━━ TEXT SECTION ━━

Blob Blame History Raw
From: Paul Blakey <paulb@mellanox.com>
Date: Wed, 20 Nov 2019 15:06:19 +0200
Subject: net/mlx5: E-Switch, Increase number of chains and priorities
Patch-mainline: v5.6-rc1
Git-commit: 278d51f24330718aefd7fe86996a6da66fd345e7
References: jsc#SLE-15172

Increase the number of chains and priorities to support
the whole range available in tc.

We use unmanaged tables and ignore flow level to create more
tables than what we declared to fs_core steering, and we manage
the connections between the tables themselves.

To support that we need FW with ignore_flow_level capability.
Otherwise the old behaviour will be used, where we are limited
by the number of levels we declared (4 chains, 16 prios).

Signed-off-by: Paul Blakey <paulb@mellanox.com>
Reviewed-by: Roi Dayan <roid@mellanox.com>
Reviewed-by: Oz Shlomo <ozsh@mellanox.com>
Reviewed-by: Mark Bloch <markb@mellanox.com>
Signed-off-by: Saeed Mahameed <saeedm@mellanox.com>
Acked-by: Thomas Bogendoerfer <tbogendoerfer@suse.de>
---
 drivers/net/ethernet/mellanox/mlx5/core/eswitch_offloads.c        |    3 
 drivers/net/ethernet/mellanox/mlx5/core/eswitch_offloads_chains.c |  238 +++++++++-
 drivers/net/ethernet/mellanox/mlx5/core/eswitch_offloads_chains.h |    3 
 3 files changed, 232 insertions(+), 12 deletions(-)

━━━

EXERCISE 1 »
Answer these questions from the patch header, each answer on its own line marked like its question:
(a) Which firmware capability does the change require?
(b) Under the old behavior, how many chains and priorities are available?
(c) How many files does the patch change?
EXERCISE 2 » Reproduce word for word the passage of the patch header starting with "We use unmanaged" and going on through "with ignore_flow_level capability.".
The lines after this patch header are separate material.

━━ RECORD EXTRACTS ━━

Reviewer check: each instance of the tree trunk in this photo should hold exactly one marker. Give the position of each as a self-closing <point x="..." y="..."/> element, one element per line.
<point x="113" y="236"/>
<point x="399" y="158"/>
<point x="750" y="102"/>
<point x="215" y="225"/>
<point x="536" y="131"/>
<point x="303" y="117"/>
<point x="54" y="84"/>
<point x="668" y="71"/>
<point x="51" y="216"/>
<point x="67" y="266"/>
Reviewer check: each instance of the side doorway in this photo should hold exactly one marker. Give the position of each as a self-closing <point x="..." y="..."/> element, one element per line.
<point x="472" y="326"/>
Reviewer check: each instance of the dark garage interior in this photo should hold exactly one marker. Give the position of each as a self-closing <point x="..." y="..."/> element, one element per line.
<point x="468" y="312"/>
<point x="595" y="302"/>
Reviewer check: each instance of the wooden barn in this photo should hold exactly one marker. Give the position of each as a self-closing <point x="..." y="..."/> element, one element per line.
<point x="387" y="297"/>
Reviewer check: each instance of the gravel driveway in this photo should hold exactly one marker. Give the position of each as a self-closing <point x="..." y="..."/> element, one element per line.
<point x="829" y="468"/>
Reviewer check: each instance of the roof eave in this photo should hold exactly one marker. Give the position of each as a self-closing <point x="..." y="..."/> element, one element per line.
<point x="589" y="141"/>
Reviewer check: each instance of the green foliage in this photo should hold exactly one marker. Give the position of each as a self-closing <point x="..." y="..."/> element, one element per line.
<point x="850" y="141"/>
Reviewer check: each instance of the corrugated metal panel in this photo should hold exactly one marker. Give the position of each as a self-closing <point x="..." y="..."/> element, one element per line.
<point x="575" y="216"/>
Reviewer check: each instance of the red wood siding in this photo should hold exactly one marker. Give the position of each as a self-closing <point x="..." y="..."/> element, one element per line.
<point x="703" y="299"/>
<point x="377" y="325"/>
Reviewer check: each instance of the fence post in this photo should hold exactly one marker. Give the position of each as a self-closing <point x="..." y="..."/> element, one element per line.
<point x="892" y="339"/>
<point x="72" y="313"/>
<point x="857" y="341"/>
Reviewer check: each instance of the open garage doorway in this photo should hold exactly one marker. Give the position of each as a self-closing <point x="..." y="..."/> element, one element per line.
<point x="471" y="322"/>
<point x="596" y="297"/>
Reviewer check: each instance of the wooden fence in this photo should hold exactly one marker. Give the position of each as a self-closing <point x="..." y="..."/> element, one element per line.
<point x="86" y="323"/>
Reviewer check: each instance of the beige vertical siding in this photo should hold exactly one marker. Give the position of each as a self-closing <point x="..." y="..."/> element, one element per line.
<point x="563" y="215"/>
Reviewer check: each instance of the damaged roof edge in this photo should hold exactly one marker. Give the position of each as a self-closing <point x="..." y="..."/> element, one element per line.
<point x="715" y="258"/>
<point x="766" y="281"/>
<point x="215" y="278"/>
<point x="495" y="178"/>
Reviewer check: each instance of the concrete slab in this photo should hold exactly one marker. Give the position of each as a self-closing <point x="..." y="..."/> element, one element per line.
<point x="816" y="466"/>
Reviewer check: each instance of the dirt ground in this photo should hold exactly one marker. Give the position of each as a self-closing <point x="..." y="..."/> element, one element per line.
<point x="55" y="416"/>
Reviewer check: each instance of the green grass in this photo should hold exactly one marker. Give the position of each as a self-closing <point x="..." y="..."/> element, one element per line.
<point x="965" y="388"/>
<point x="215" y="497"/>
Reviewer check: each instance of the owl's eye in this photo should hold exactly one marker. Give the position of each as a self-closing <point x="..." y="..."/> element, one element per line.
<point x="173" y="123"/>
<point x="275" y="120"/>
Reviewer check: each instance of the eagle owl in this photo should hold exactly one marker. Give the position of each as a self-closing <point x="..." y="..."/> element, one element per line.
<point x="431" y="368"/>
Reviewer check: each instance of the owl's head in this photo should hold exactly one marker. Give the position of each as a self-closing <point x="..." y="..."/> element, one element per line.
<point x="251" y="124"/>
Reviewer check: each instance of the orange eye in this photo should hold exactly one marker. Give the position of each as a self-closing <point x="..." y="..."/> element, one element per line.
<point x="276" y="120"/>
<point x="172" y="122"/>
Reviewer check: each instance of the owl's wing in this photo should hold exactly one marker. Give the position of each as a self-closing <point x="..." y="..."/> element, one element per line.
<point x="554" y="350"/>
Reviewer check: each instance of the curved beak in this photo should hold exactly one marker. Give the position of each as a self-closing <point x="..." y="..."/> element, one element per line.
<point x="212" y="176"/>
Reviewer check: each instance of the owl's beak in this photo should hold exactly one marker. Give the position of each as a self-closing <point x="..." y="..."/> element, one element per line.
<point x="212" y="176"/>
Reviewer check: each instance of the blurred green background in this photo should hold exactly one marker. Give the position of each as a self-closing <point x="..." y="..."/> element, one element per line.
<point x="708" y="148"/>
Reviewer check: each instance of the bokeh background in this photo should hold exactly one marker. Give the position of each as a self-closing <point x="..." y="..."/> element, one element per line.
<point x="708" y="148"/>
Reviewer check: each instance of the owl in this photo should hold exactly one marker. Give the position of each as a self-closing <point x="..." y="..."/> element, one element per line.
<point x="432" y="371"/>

━━━

FINAL ANSWER 1 »
(a) ignore_flow_level
(b) 4 chains and 16 priorities
(c) 3 files

FINAL ANSWER 2 »
We use unmanaged tables and ignore flow level to create more
tables than what we declared to fs_core steering, and we manage
the connections between the tables themselves.

To support that we need FW with ignore_flow_level capability.